[[ Extracted records, beginning ]]

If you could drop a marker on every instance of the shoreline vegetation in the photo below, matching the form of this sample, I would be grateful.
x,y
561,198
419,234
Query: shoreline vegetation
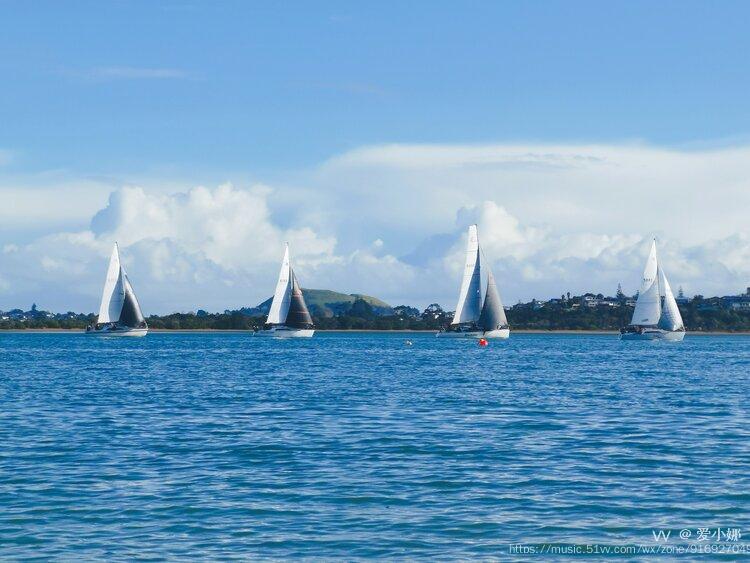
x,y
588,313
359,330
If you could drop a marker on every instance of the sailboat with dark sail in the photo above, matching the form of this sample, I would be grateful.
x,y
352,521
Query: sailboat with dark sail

[[ Extracted records, end ]]

Problem details - Restate each line of the material word for word, skipping any picture.

Answer to this exercise -
If you could drop a marker on every instance of the shoreline vegetation in the photo below, matching the form of this sample, I would be grateful.
x,y
561,198
419,234
Query: shoreline vegetation
x,y
588,313
359,330
If you could drop a marker on every instance of the sailboat with dark sail in the photo above, matching the form of this sample, I would be grateful.
x,y
352,521
Query: sailboat with dark sail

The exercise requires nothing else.